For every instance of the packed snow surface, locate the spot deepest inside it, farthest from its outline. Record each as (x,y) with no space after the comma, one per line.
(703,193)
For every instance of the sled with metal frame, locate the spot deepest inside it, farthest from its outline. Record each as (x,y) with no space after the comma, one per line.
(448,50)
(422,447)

━━━━━━━━

§ **Exercise description**
What is needed is an exact reproduction of the data.

§ **Response for this exercise**
For every instance of the packed snow surface, locate the spot deepest inside it, farthest from its outline. Record each as (x,y) with no space after the comma, one per line.
(703,193)
For every instance of the sled with metal frame, locate the spot deepest inside it, farthest from its outline. Record each as (x,y) with no space after the comma, one per line.
(448,50)
(422,447)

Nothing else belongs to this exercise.